**RECORDS FOR THIS TASK:**
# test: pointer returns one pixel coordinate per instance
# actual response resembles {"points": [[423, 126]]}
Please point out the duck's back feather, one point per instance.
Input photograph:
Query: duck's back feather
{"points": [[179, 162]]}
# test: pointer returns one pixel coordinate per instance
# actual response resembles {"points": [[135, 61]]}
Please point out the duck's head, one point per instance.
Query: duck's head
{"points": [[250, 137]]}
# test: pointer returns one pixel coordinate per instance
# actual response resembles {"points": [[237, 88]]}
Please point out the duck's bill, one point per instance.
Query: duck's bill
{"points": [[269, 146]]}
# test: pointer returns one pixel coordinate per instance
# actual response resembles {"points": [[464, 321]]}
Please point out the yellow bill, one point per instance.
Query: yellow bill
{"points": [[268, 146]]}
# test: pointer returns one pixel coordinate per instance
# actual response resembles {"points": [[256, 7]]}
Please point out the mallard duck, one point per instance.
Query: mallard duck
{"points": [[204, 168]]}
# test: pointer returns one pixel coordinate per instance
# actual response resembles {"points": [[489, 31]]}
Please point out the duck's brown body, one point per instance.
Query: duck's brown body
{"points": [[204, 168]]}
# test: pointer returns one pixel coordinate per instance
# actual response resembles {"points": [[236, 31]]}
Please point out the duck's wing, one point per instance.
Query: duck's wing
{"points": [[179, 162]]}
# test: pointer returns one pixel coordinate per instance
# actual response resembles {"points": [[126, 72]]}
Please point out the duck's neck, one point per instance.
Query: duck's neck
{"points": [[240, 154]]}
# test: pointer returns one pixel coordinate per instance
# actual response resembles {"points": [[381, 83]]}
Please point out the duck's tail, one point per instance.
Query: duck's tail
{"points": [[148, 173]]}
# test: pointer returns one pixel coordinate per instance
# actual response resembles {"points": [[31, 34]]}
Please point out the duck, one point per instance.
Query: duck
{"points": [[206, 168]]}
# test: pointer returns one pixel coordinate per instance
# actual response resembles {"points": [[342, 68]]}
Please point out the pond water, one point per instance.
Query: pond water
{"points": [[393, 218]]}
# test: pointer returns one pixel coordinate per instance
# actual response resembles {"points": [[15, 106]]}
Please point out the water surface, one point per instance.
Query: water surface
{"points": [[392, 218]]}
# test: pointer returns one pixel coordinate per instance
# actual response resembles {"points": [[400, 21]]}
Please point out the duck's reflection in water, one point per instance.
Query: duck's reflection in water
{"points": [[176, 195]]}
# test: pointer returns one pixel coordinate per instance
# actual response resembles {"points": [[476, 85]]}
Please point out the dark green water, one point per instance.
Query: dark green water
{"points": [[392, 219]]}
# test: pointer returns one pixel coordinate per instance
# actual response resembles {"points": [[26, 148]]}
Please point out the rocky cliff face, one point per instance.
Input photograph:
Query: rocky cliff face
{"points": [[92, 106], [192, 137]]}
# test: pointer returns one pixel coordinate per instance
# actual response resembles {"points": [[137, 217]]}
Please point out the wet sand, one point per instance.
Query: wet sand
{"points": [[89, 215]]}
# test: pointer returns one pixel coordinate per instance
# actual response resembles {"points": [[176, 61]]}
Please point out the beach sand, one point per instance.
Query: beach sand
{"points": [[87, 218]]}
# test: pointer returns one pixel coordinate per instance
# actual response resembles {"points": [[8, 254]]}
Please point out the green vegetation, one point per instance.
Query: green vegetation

**SHORT PROBLEM:**
Transcribe the material exactly as it reads.

**TASK RESPONSE:**
# test: pointer returns one pixel coordinate per instance
# actual response resembles {"points": [[423, 126]]}
Please point out the duck's back feather, one point per instance.
Input photograph:
Query: duck's back feather
{"points": [[179, 162]]}
# test: pointer returns one pixel coordinate per instance
# actual response resembles {"points": [[135, 61]]}
Please point out the duck's head, one point per instance.
Query: duck's head
{"points": [[250, 137]]}
# test: pointer returns one pixel coordinate per instance
# actual response resembles {"points": [[237, 88]]}
Please point out the duck's bill, one point per instance.
Query: duck's bill
{"points": [[269, 146]]}
# test: pointer returns one pixel coordinate per instance
# actual response resembles {"points": [[464, 321]]}
Please point out the yellow bill, one point per instance.
Query: yellow bill
{"points": [[268, 146]]}
# test: pointer returns one pixel coordinate per instance
# actual response resembles {"points": [[256, 7]]}
Please point out the mallard duck, one point per instance.
Query: mallard duck
{"points": [[204, 168]]}
# test: pointer returns one pixel coordinate per instance
# actual response resembles {"points": [[489, 31]]}
Please point out the duck's brown body, one point per instance.
Query: duck's brown body
{"points": [[204, 168]]}
# test: pointer returns one pixel coordinate per instance
# actual response resembles {"points": [[236, 31]]}
Please point out the duck's wing, one point per instance.
Query: duck's wing
{"points": [[179, 162]]}
# test: pointer returns one pixel coordinate per instance
# actual response resembles {"points": [[126, 72]]}
Please point out the duck's neck, one point per instance.
Query: duck's neck
{"points": [[240, 154]]}
# test: pointer returns one pixel coordinate per instance
# actual response resembles {"points": [[381, 83]]}
Please point out the duck's tail, one point per instance.
Query: duck's tail
{"points": [[148, 173]]}
# test: pointer returns one pixel coordinate per instance
# actual response resembles {"points": [[31, 34]]}
Please point out the duck, one point per instance.
Query: duck
{"points": [[206, 168]]}
# test: pointer returns one pixel coordinate per instance
# actual response resembles {"points": [[342, 68]]}
Please point out the pond water, one point per instance.
Query: pond water
{"points": [[393, 218]]}
# test: pointer returns one pixel coordinate per instance
# actual response resembles {"points": [[15, 106]]}
Please point out the water surface, one point per instance.
Query: water surface
{"points": [[392, 218]]}
# test: pointer returns one pixel coordinate per instance
# actual response resembles {"points": [[400, 21]]}
Please point out the duck's reflection in water, one point per instance.
Query: duck's reflection in water
{"points": [[176, 195]]}
# test: pointer returns one pixel coordinate per instance
# actual response resembles {"points": [[476, 85]]}
Please point out the dark green water, one point per instance.
Query: dark green water
{"points": [[392, 219]]}
# test: pointer returns one pixel coordinate per instance
# actual response resembles {"points": [[26, 148]]}
Please point out the rocky cliff face, one point per instance.
Input photograph:
Query: rocky cliff face
{"points": [[92, 106], [192, 137]]}
# test: pointer returns one pixel coordinate per instance
# actual response resembles {"points": [[137, 217]]}
Please point out the wet sand, one point per instance.
Query: wet sand
{"points": [[89, 215]]}
# test: pointer returns one pixel coordinate per instance
# actual response resembles {"points": [[176, 61]]}
Please point out the beach sand, one point per instance.
Query: beach sand
{"points": [[87, 218]]}
# test: pointer returns one pixel coordinate per instance
# actual response resembles {"points": [[8, 254]]}
Please point out the green vegetation, one point per instance.
Query: green vegetation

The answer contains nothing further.